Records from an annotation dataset
****************

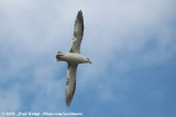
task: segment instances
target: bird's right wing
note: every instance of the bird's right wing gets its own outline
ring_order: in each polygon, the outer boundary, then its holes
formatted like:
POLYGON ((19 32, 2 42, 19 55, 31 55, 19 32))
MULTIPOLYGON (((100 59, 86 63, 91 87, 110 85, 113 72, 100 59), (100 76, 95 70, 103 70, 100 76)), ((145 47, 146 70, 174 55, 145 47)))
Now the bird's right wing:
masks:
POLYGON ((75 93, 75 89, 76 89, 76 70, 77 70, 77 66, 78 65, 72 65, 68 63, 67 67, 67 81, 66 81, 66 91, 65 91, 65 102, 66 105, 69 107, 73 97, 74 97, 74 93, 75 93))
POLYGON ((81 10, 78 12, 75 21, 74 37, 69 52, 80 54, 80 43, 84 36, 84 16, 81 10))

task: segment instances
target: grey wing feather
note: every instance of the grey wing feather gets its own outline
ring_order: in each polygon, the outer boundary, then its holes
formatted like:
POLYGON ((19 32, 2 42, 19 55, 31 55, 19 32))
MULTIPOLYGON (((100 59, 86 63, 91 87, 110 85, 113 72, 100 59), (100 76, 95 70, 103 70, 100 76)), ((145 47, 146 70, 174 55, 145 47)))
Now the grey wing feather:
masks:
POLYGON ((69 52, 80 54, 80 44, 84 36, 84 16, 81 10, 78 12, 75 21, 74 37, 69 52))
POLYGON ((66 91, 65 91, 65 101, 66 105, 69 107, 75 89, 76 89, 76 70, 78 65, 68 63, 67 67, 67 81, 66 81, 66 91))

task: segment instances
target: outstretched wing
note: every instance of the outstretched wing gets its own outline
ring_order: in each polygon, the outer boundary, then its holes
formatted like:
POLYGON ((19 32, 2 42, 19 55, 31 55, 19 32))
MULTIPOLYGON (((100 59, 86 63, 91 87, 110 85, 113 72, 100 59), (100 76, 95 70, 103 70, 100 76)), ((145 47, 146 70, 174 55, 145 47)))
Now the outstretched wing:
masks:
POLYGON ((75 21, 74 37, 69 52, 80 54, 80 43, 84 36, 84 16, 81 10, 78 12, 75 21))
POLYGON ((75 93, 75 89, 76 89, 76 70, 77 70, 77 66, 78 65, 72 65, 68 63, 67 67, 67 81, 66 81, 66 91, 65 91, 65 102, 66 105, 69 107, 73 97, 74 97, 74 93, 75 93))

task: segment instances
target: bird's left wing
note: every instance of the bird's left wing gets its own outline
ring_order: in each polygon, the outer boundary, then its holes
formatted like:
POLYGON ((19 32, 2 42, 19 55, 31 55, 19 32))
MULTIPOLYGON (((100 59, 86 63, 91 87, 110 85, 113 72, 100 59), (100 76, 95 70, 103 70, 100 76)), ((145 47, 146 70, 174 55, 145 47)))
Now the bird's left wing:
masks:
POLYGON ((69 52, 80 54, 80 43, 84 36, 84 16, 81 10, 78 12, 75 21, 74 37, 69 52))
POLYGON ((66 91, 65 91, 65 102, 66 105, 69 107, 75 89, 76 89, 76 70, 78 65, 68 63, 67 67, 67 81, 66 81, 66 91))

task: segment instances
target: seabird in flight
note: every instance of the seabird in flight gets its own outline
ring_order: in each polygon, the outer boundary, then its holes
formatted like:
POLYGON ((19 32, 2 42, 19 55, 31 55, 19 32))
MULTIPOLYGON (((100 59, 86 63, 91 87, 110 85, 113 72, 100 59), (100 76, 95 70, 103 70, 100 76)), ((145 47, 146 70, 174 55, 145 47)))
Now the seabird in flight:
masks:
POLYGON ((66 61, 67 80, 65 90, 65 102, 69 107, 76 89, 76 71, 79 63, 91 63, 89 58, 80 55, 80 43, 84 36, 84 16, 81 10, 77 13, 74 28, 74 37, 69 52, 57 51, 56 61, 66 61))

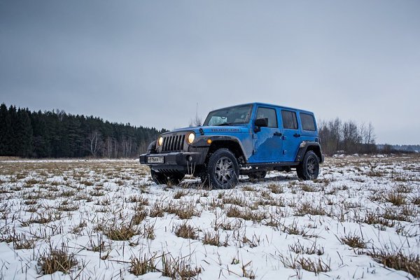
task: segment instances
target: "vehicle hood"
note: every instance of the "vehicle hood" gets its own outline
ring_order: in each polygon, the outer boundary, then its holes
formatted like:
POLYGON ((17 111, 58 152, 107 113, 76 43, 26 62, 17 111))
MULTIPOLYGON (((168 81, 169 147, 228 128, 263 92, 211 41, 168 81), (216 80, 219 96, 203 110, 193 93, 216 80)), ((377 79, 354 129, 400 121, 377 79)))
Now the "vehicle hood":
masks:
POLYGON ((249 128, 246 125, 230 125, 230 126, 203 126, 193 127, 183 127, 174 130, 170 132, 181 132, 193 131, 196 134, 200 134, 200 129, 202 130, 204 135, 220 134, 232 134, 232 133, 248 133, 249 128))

****************

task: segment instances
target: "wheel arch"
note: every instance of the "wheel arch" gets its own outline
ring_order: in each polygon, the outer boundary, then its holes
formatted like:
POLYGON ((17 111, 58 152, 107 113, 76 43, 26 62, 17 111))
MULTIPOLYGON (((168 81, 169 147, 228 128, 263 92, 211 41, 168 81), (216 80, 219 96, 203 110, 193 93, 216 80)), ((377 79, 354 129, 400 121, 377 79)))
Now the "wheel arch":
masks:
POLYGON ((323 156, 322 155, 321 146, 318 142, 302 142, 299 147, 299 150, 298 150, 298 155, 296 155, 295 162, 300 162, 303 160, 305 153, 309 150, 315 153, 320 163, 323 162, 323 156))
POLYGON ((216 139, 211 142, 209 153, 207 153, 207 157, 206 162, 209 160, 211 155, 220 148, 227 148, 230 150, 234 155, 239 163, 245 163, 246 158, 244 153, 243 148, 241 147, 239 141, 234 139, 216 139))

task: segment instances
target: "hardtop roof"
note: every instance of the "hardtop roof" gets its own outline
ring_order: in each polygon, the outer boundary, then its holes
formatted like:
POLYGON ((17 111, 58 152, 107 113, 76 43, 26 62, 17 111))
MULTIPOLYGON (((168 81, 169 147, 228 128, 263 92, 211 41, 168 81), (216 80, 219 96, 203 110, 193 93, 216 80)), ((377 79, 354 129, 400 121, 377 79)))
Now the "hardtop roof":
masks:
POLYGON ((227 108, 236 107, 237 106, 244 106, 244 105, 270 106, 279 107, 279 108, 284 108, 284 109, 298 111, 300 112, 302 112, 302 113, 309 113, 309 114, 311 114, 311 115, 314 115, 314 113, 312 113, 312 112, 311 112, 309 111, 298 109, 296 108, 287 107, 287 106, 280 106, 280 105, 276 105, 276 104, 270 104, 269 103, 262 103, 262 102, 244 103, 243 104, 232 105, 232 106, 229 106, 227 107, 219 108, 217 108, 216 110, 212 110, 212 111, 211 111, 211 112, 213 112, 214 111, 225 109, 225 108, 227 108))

****************

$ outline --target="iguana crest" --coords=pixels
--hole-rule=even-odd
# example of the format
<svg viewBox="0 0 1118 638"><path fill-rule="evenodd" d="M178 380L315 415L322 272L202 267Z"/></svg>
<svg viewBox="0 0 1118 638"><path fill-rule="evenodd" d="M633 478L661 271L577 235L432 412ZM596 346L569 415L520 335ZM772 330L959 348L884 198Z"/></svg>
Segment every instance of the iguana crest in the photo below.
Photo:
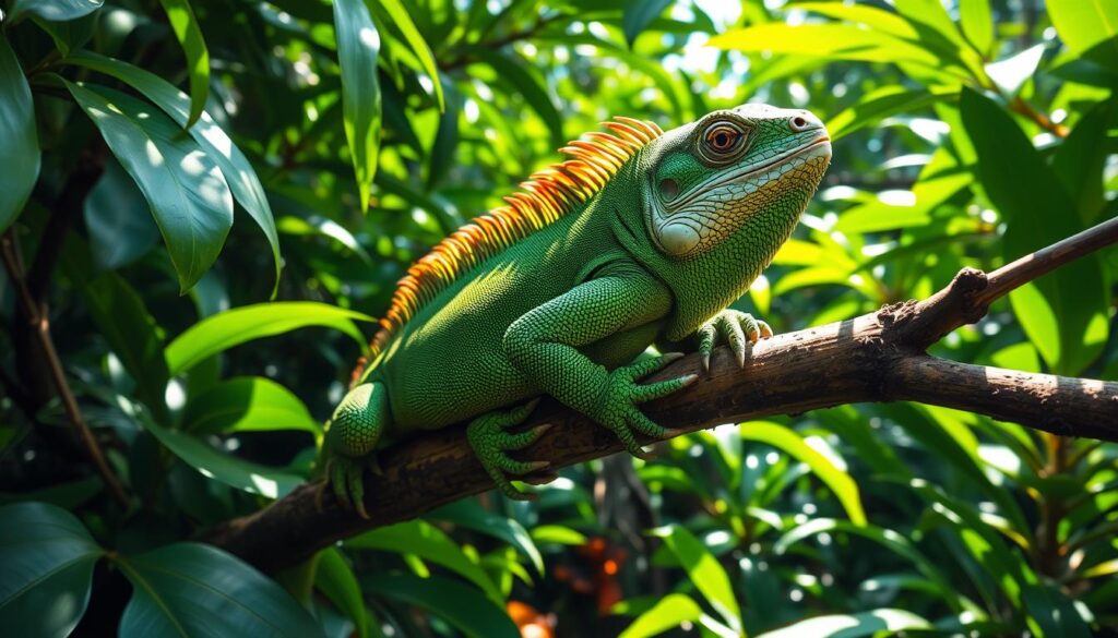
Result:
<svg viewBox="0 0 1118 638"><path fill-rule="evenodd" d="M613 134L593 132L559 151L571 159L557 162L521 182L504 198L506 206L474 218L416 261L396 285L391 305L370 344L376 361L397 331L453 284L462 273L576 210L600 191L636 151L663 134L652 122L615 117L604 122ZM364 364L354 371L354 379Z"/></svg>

****************

* **REQUIREMENT**
Gather every line of the listing above that contains the string "viewBox", copying each line in full.

* **FINISHED EXERCISE**
<svg viewBox="0 0 1118 638"><path fill-rule="evenodd" d="M178 380L315 415L322 272L202 267Z"/></svg>
<svg viewBox="0 0 1118 638"><path fill-rule="evenodd" d="M633 478L661 271L577 235L432 412ZM596 346L569 415L520 335ZM772 330L959 348L884 198Z"/></svg>
<svg viewBox="0 0 1118 638"><path fill-rule="evenodd" d="M613 134L593 132L559 151L571 159L557 162L521 182L504 198L506 206L474 218L416 261L396 285L391 305L370 344L376 361L397 331L453 284L462 273L576 210L600 191L636 151L663 134L652 122L615 117L604 122ZM364 364L354 371L354 379Z"/></svg>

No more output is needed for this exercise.